Task prompt
Return all lines below containing the word "dark".

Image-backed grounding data
:::::

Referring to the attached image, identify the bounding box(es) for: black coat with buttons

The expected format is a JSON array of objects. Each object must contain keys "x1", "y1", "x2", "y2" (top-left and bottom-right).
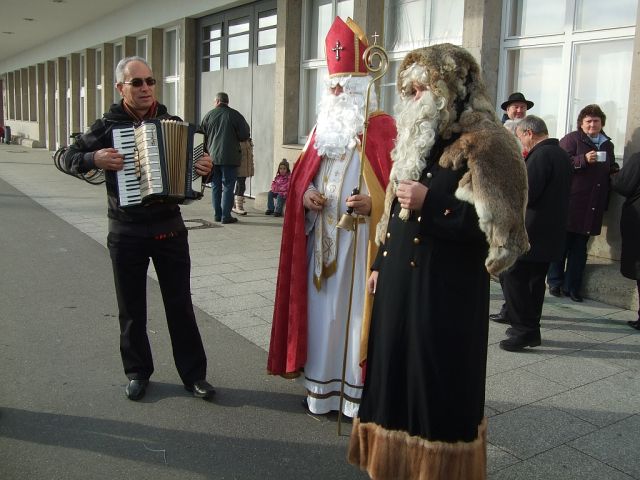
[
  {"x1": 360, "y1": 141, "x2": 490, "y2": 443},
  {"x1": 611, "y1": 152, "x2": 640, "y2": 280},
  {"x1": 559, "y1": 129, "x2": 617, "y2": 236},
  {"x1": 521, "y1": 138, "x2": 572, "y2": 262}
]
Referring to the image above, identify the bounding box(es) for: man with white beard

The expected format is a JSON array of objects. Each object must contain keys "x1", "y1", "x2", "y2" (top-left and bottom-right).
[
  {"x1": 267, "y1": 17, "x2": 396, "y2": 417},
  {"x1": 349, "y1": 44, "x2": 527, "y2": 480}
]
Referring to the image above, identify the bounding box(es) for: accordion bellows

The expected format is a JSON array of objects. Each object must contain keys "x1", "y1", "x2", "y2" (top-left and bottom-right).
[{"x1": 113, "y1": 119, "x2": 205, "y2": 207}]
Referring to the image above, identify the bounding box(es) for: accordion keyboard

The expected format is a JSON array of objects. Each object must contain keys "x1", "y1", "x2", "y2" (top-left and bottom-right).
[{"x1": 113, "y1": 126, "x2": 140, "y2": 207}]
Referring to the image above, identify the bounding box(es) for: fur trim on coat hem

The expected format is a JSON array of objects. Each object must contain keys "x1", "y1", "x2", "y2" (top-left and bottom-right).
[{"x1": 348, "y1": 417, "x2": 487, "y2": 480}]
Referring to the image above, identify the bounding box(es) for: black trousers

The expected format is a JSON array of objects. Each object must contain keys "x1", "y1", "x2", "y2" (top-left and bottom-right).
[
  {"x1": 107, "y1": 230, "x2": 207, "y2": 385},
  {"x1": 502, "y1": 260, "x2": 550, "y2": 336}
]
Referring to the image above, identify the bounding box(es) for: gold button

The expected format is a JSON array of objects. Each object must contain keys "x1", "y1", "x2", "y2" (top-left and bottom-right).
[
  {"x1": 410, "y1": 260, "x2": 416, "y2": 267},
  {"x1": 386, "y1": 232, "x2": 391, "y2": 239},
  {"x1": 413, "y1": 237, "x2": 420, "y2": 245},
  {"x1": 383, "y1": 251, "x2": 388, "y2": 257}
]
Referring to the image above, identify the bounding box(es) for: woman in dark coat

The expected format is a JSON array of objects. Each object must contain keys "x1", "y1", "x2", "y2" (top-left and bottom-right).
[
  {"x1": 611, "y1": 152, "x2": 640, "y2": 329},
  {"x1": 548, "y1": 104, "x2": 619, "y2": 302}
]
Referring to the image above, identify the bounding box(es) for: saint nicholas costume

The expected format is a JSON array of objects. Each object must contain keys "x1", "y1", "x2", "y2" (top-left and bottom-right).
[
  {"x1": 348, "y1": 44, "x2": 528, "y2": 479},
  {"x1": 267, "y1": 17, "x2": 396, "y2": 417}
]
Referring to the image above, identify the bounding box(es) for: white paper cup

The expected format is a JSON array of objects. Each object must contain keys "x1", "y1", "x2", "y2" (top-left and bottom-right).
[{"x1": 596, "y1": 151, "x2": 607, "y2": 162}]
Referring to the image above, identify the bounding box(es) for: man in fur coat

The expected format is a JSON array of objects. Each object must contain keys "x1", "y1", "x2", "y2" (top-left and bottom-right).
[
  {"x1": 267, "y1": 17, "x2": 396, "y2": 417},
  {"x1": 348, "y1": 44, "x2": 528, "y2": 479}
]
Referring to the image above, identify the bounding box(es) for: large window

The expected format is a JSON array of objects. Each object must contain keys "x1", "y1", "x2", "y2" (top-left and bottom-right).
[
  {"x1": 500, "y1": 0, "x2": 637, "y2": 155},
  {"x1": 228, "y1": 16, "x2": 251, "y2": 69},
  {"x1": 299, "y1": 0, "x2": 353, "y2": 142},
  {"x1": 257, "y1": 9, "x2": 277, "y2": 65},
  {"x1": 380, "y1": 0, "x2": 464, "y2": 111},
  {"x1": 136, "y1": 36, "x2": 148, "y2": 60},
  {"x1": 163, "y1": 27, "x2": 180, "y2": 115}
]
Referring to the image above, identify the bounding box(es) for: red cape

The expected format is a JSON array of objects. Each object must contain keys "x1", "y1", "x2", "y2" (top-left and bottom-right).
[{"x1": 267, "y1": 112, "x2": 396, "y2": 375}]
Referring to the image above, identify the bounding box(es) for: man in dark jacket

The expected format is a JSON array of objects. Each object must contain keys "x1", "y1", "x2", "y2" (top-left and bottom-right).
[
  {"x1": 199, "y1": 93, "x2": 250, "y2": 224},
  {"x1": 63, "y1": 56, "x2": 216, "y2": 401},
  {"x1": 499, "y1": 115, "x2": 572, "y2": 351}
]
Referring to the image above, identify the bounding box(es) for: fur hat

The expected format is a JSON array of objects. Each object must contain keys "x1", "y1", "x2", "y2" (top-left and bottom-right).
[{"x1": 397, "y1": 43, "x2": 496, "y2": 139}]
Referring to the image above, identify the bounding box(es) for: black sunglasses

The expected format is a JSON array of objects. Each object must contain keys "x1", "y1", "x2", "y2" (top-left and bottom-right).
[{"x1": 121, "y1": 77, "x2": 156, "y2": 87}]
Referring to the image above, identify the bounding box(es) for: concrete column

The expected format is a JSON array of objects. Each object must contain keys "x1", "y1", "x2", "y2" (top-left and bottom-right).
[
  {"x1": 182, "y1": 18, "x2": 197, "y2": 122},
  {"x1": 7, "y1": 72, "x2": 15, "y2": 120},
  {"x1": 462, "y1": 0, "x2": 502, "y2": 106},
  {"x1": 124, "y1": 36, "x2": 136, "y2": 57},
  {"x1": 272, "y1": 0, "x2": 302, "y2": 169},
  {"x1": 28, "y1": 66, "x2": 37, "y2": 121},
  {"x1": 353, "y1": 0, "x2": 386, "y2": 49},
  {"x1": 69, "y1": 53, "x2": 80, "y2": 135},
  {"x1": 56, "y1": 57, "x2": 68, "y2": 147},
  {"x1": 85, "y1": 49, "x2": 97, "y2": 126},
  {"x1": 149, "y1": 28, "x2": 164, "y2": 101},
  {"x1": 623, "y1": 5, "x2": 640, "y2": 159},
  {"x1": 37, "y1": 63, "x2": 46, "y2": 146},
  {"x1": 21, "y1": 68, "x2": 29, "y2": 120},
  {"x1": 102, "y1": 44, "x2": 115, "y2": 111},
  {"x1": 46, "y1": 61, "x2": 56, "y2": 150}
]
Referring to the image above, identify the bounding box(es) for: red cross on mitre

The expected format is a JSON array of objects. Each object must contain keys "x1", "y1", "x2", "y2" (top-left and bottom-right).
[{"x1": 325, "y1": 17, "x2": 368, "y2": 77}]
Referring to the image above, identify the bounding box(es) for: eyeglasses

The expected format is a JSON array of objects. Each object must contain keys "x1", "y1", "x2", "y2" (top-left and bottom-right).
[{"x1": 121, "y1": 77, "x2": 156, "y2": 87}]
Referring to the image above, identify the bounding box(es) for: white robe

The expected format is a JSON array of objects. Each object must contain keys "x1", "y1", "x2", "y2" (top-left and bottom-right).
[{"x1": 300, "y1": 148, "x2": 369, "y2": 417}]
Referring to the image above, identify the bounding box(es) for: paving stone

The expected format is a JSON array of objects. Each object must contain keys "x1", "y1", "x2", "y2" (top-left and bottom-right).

:::::

Exercise output
Referring to the image above, identify the bounding box(es) for: woman in dark coat
Referring to the image above, identify the bounding box(es) for: man in dark jacket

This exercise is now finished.